- **What to produce**
Return the material below as a JSON list of strings, one string per line, with blank lines left out.
** Begin **
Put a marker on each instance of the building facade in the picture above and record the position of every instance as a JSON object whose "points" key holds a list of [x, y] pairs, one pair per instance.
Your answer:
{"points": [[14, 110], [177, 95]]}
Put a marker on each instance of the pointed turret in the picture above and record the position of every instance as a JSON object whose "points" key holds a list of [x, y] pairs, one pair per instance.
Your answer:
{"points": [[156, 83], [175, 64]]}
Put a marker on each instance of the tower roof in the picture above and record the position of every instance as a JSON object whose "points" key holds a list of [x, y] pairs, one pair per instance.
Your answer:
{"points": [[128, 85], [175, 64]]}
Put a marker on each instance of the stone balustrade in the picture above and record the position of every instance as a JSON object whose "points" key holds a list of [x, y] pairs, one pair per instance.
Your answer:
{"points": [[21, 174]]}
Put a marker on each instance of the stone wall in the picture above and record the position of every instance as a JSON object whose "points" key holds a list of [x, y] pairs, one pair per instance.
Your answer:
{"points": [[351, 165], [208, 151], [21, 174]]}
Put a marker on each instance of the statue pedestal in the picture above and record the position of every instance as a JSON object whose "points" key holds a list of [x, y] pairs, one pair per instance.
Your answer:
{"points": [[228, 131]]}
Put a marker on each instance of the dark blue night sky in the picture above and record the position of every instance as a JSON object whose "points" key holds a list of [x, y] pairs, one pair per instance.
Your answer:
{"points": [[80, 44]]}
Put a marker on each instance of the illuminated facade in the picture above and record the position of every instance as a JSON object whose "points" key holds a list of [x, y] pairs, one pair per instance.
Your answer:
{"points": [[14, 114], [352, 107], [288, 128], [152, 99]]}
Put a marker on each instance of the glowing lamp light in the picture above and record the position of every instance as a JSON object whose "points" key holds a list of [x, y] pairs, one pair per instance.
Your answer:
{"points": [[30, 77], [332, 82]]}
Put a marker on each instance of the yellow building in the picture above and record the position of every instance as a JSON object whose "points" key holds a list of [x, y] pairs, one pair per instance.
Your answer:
** End **
- **Final answer**
[
  "Put a marker on each instance of the building facade in the picture above and record the position of every instance as a JSON object whose \"points\" key holds a list of [x, y] pairs, one pair per instance.",
  "Your answer:",
  "{\"points\": [[14, 110], [177, 95]]}",
  "Put a marker on each instance of the pointed turret in the picture above and record the position of every instance as a JSON object whose \"points\" key holds a list of [x, y] pairs, one pair per instance.",
  "Your answer:",
  "{\"points\": [[156, 83], [175, 64]]}",
  "Put a marker on each instance of the tower roof in the picture above and record the position of every instance as a JSON object whose \"points\" key holds a list of [x, y] pairs, one pair per instance.",
  "Your answer:",
  "{\"points\": [[128, 85], [175, 64]]}",
  "Put a marker on each instance of the stone balustrade in the picture above and record the position of every instance as a JSON object whose \"points\" key holds a list of [x, y] pairs, one pair per instance.",
  "Your answer:",
  "{\"points\": [[21, 174]]}",
  "Put a marker on each instance of the stone wall in the picture above and record the position of every instance as a JSON object whose \"points\" key holds a list of [x, y] pairs, one pair per instance.",
  "Your answer:",
  "{\"points\": [[351, 165], [208, 151], [21, 174]]}",
  "Put a marker on each instance of the statue pedestal in the picture above and record the position of every instance as a JSON object whose \"points\" key holds a list of [x, y] pairs, one pair per instance.",
  "Your answer:",
  "{\"points\": [[228, 131]]}",
  "Put a marker on each instance of the dark blue night sky in the picture above and record the position of every instance as a JSON object whose \"points\" key holds a list of [x, y] pairs, one pair per instance.",
  "Your answer:",
  "{\"points\": [[80, 44]]}",
  "Put a marker on each instance of the illuminated facade in the picture above and record the position of every instance as a JSON object whose \"points\" key holds a list of [x, y] pairs, one pair per instance.",
  "Your answer:",
  "{\"points\": [[14, 114], [352, 107], [288, 128], [152, 99]]}",
  "Put a marker on each instance of the glowing lamp light in the picture above and record the position of every instance as a JSON object whose \"points\" key holds a list of [x, y] pairs, one pair per instance.",
  "Your answer:",
  "{\"points\": [[30, 77], [332, 82]]}",
  "Put a marker on each instance of the yellow building in the picture above and record the position of every instance as a JSON object whose \"points\" key holds a list of [x, y] pairs, one pair per instance.",
  "Your answer:"
]